Ziel: Gib die nachstehenden Datensätze vollständig und Zeichen für Zeichen unverändert wieder.

Auszüge aus Datensätzen:
= = = =

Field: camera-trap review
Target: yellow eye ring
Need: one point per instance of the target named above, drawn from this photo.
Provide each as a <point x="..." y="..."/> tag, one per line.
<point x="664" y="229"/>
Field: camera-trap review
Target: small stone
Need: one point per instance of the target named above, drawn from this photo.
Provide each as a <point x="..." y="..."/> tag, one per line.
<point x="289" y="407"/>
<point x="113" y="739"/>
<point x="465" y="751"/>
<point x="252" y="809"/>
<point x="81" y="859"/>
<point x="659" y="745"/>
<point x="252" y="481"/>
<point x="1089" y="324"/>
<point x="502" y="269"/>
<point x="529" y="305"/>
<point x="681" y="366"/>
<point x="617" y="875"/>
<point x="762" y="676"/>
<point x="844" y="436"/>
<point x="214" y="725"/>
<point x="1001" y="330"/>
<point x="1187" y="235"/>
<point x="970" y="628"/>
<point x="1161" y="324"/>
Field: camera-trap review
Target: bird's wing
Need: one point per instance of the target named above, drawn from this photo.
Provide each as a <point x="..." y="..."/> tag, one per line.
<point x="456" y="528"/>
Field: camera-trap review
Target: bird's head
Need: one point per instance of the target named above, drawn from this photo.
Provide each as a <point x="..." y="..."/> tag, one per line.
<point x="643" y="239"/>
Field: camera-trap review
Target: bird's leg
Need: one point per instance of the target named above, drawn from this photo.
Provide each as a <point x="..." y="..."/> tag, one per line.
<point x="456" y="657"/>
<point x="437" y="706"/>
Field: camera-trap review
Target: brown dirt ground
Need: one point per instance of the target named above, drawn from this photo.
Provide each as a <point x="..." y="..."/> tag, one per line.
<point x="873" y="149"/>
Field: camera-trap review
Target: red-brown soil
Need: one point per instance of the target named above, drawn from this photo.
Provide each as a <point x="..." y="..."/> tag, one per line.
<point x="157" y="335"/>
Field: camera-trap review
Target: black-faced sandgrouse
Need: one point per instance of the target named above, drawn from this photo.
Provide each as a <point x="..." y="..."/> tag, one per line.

= = = =

Das Ergebnis:
Field: camera-trap review
Target: yellow eye ring
Need: one point per instance of the target named above, drawn from this photo.
Provide each as a <point x="..." y="..."/> tag, one per line.
<point x="664" y="229"/>
Field: camera-trap review
Target: small stone
Need: one point per instance of the target named above, drawn from this photo.
Provide each as a <point x="..." y="..."/> tag, one per line.
<point x="289" y="407"/>
<point x="113" y="739"/>
<point x="465" y="751"/>
<point x="252" y="809"/>
<point x="81" y="859"/>
<point x="659" y="745"/>
<point x="252" y="481"/>
<point x="1089" y="324"/>
<point x="502" y="269"/>
<point x="529" y="305"/>
<point x="681" y="366"/>
<point x="617" y="875"/>
<point x="762" y="676"/>
<point x="844" y="436"/>
<point x="214" y="725"/>
<point x="1001" y="330"/>
<point x="1187" y="235"/>
<point x="970" y="628"/>
<point x="1161" y="324"/>
Field: camera-trap review
Target: bird's wing
Need: one point per instance of the target named above, drawn from this photo.
Provide each as a <point x="..." y="..."/> tag, one per line.
<point x="456" y="528"/>
Field: camera-trap review
Target: bird's head
Need: one point per instance of the target named above, drawn from this photo.
Provide each as a <point x="..." y="..."/> tag, one per line.
<point x="643" y="239"/>
Field: camera-trap review
Target: bird's leg
Need: one point per instance of the target named above, drawn from this photo.
Provide each as a <point x="..." y="..."/> tag, one per line.
<point x="456" y="657"/>
<point x="437" y="706"/>
Field: camera-trap review
Target: brown dirt ground
Need: one point per instance of the target named above, drawn from this photo.
Provide each as a <point x="..." y="..."/> tag, one per line.
<point x="873" y="149"/>
Field: camera-trap review
Target: red-brown soil
Need: one point per instance of the target named above, drawn from this photo.
Provide each as a <point x="..." y="..."/> tag, one per line.
<point x="157" y="335"/>
Field: camera-trap review
Target: black-faced sandgrouse
Need: one point per instance of the target named above, drawn from this photo.
Provide each as a <point x="..." y="..."/> tag, one per line.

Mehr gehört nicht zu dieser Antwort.